Problem details =>
Find each line in the rows below that contains the string "target", and copy those lines out. Case counts.

--- Information shown ---

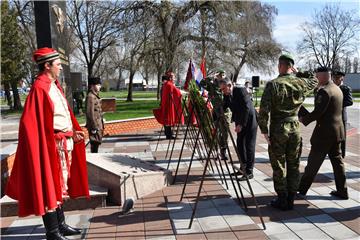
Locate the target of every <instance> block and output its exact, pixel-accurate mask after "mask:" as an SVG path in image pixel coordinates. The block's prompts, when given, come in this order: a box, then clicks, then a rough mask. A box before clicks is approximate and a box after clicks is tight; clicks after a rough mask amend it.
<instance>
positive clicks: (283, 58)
mask: <svg viewBox="0 0 360 240" xmlns="http://www.w3.org/2000/svg"><path fill="white" fill-rule="evenodd" d="M280 60H285V61H289V62H290V63H291V64H292V65H294V64H295V61H294V58H293V57H292V56H291V55H290V54H282V55H281V56H280V57H279V61H280Z"/></svg>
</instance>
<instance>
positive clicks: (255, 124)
mask: <svg viewBox="0 0 360 240" xmlns="http://www.w3.org/2000/svg"><path fill="white" fill-rule="evenodd" d="M227 107H230V109H231V111H232V120H233V121H234V122H235V124H236V125H240V126H241V127H242V128H243V129H252V128H256V127H257V120H256V112H255V108H254V105H253V103H252V101H251V99H250V96H249V94H248V93H247V91H246V89H245V88H243V87H234V88H233V92H232V95H230V96H224V109H226V108H227Z"/></svg>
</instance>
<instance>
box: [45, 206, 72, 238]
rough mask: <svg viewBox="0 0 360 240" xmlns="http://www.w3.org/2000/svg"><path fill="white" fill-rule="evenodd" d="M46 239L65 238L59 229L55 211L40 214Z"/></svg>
mask: <svg viewBox="0 0 360 240" xmlns="http://www.w3.org/2000/svg"><path fill="white" fill-rule="evenodd" d="M42 218H43V221H44V225H45V229H46V239H47V240H67V238H66V237H64V236H63V235H61V233H60V231H59V224H58V220H57V214H56V212H48V213H46V214H45V215H43V216H42Z"/></svg>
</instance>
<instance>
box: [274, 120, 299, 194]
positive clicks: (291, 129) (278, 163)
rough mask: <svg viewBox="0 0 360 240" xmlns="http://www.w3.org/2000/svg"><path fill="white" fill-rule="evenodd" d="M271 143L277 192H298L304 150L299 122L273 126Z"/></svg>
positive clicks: (274, 184)
mask: <svg viewBox="0 0 360 240" xmlns="http://www.w3.org/2000/svg"><path fill="white" fill-rule="evenodd" d="M270 143H271V145H270V146H269V148H268V151H269V157H270V163H271V167H272V169H273V181H274V189H275V191H276V192H277V193H280V192H296V191H297V190H298V186H299V180H300V172H299V163H300V156H301V148H302V139H301V136H300V131H299V122H298V121H294V122H287V123H280V124H276V125H275V124H272V126H270Z"/></svg>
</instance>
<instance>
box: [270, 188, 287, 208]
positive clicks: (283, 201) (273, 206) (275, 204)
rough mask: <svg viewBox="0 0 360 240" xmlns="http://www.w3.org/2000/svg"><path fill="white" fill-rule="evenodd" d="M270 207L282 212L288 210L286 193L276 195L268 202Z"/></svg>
mask: <svg viewBox="0 0 360 240" xmlns="http://www.w3.org/2000/svg"><path fill="white" fill-rule="evenodd" d="M270 205H271V206H272V207H274V208H277V209H281V210H283V211H286V210H288V200H287V192H280V193H278V197H277V198H276V199H273V200H272V201H271V202H270Z"/></svg>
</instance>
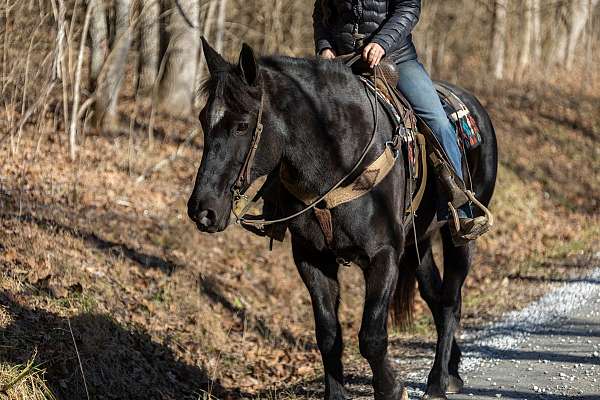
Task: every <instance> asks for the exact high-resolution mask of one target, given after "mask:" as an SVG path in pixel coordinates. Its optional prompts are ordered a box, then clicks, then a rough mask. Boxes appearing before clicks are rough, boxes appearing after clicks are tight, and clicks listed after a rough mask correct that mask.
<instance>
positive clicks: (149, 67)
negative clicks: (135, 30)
mask: <svg viewBox="0 0 600 400" xmlns="http://www.w3.org/2000/svg"><path fill="white" fill-rule="evenodd" d="M140 3H141V4H140V5H141V10H140V13H139V19H140V21H139V28H140V29H139V33H140V35H139V46H140V47H139V49H140V56H139V65H138V73H139V80H138V91H139V92H140V93H142V94H148V93H150V92H151V91H152V89H153V87H154V84H155V83H156V79H157V76H158V67H159V60H160V21H159V19H160V3H159V0H140Z"/></svg>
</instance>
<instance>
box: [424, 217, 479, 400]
mask: <svg viewBox="0 0 600 400" xmlns="http://www.w3.org/2000/svg"><path fill="white" fill-rule="evenodd" d="M442 242H443V244H444V279H443V282H442V288H441V291H440V300H439V304H438V305H437V307H438V311H437V313H438V318H436V328H437V333H438V339H437V346H436V351H435V361H434V362H433V368H432V369H431V372H430V373H429V377H428V378H427V391H426V393H425V396H424V399H435V400H438V399H446V398H447V397H446V392H447V391H448V388H449V386H448V385H449V384H450V383H452V385H451V386H456V385H457V384H458V386H461V384H462V382H461V381H460V380H458V381H457V380H455V381H454V382H451V381H450V374H449V373H450V372H451V371H449V366H451V367H452V370H453V371H452V372H453V374H454V375H458V363H459V362H460V352H459V351H458V349H457V348H456V349H455V351H453V347H454V346H456V342H455V340H454V334H455V332H456V328H457V327H458V325H459V323H460V312H461V305H462V293H461V291H462V285H463V283H464V281H465V278H466V277H467V274H468V272H469V268H470V265H471V247H470V246H469V245H467V246H461V247H455V246H454V244H453V243H452V237H451V235H450V229H449V228H448V227H447V226H445V227H444V228H443V229H442ZM434 315H435V314H434ZM452 355H454V357H452ZM459 379H460V378H459Z"/></svg>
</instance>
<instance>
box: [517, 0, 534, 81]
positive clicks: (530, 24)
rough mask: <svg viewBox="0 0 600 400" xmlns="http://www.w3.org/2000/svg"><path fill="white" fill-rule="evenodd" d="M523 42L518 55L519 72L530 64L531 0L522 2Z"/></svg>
mask: <svg viewBox="0 0 600 400" xmlns="http://www.w3.org/2000/svg"><path fill="white" fill-rule="evenodd" d="M523 7H524V10H523V18H522V21H523V31H522V35H523V41H522V44H521V49H520V54H519V68H518V69H517V70H518V71H519V72H522V71H523V70H524V69H525V68H526V67H527V66H528V65H529V63H530V62H531V47H532V46H531V44H532V43H531V39H532V36H533V14H534V13H533V7H534V4H533V0H524V1H523Z"/></svg>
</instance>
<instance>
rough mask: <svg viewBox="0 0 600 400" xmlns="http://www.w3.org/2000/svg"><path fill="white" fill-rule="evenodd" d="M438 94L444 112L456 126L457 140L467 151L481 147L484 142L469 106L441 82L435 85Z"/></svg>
mask: <svg viewBox="0 0 600 400" xmlns="http://www.w3.org/2000/svg"><path fill="white" fill-rule="evenodd" d="M434 86H435V89H436V90H437V92H438V95H439V97H440V100H441V101H442V106H443V107H444V111H446V114H447V115H448V119H449V120H450V122H451V123H452V125H453V126H454V129H455V131H456V135H457V140H458V143H459V144H460V145H462V146H463V148H464V149H465V150H471V149H475V148H477V147H479V146H480V145H481V143H482V142H483V140H482V138H481V134H480V131H479V126H478V125H477V122H476V121H475V118H473V116H472V115H471V111H470V110H469V108H468V107H467V105H466V104H465V103H464V102H463V101H462V100H461V99H460V97H458V96H457V95H456V94H455V93H454V92H453V91H452V89H451V88H449V87H448V86H445V85H444V84H443V83H441V82H435V83H434Z"/></svg>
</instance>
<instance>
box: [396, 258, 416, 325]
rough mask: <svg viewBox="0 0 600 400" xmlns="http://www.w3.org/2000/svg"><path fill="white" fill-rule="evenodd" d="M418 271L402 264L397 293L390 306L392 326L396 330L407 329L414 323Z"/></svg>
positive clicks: (402, 263) (406, 264)
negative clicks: (414, 309) (413, 304)
mask: <svg viewBox="0 0 600 400" xmlns="http://www.w3.org/2000/svg"><path fill="white" fill-rule="evenodd" d="M416 281H417V270H416V268H415V267H414V266H412V265H407V264H404V263H401V264H400V276H399V278H398V283H397V284H396V292H395V293H394V298H393V299H392V304H390V315H391V317H392V324H393V325H394V327H396V328H401V329H405V328H407V327H409V326H410V325H411V324H412V322H413V304H414V302H415V292H416V289H417V285H416Z"/></svg>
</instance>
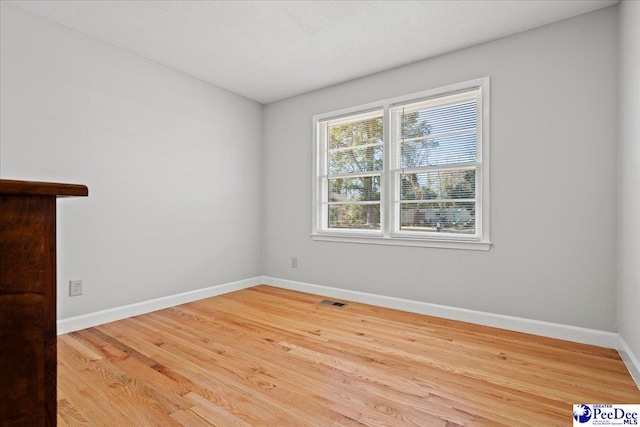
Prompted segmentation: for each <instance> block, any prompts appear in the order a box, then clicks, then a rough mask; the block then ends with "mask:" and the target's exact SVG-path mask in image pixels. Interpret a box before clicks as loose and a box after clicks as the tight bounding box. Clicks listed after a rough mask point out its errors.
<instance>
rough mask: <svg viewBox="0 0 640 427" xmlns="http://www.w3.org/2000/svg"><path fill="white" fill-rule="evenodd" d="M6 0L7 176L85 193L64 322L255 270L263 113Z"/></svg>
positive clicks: (59, 219) (185, 77) (58, 258)
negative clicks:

---

Your solution =>
Locate the target of every <instance> block and output its exact, pixel-accurate mask after "mask:" as an SVG path in image pixel coordinates. The block's prompts, when given, come in this order: a box, then clicks, then a rough mask. A box before clicks is approximate and a box after clicks is tight; clicks after a rough mask amend it.
Task: every <instance> asks for the exact high-resolution mask of one target, given after "mask:" as an SVG path in pixel coordinates. Its optional prompts are ordered a box, then clicks, then a rough mask. Boxes appearing before clicks are rough, boxes appearing after clicks are tight, and clicks listed after a rough mask correct that mask.
Prompted segmentation: for each <instance> block, any prompts appear in the order a box, then clicks, then a rough mask; the block then ends with "mask:" and the target's exact SVG-path mask in image pixels. Interpret a box before clicks as loose and a box after clicks as the tight bounding box. Clicks listed after a rough mask point out its errors.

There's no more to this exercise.